WORK TO BE COMPLETED
From the entries below, gather every line that contains the string "lawn" and copy each one unchanged. Matching is case-sensitive.

** Begin DATA FOR PROCESSING **

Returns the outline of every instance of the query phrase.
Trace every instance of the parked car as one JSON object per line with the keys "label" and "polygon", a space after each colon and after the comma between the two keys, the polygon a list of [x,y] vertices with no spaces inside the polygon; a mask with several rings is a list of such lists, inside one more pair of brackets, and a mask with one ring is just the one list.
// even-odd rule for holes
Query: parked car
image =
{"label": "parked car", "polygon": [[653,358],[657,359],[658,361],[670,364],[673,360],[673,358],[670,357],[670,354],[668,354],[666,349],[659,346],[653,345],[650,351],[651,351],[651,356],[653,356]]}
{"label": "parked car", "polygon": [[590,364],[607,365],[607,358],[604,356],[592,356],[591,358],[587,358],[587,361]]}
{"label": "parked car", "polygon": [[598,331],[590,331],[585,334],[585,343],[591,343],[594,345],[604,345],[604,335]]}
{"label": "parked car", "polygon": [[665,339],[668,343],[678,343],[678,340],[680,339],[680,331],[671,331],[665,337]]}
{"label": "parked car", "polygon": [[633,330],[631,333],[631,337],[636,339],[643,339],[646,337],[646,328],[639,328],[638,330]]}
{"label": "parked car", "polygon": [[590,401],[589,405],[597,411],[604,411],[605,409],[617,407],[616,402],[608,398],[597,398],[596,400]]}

** End DATA FOR PROCESSING **
** Begin DATA FOR PROCESSING **

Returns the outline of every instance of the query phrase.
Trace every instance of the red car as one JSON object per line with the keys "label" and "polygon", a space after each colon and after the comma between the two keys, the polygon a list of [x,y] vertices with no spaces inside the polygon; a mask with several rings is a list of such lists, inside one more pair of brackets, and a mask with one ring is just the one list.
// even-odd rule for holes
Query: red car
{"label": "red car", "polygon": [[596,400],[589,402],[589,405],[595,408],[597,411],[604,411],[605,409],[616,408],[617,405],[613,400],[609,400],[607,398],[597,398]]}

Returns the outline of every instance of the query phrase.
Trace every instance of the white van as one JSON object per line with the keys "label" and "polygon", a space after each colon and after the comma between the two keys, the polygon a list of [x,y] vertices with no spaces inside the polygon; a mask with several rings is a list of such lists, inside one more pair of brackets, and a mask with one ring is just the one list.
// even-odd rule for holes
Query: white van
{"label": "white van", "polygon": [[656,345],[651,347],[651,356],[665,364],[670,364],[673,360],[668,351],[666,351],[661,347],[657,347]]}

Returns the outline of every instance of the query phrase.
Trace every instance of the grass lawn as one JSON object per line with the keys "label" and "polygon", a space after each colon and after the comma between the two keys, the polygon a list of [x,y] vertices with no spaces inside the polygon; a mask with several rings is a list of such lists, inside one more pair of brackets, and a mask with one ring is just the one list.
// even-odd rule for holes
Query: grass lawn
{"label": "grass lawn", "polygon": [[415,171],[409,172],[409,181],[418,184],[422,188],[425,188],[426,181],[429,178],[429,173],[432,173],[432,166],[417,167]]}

** End DATA FOR PROCESSING **

EXPECTED OUTPUT
Trace every instance of the grass lawn as one JSON object per line with the keys "label" and "polygon", a space after each colon and after the comma between the two keys, the polygon a list of [x,y] vertices with no spaces inside the polygon; a mask with several rings is a list of such lists, inside one more pair of brackets, and a mask with one ring is just the one list.
Query: grass lawn
{"label": "grass lawn", "polygon": [[415,171],[409,172],[409,181],[418,184],[422,188],[425,188],[426,181],[429,178],[429,173],[432,173],[432,166],[417,167]]}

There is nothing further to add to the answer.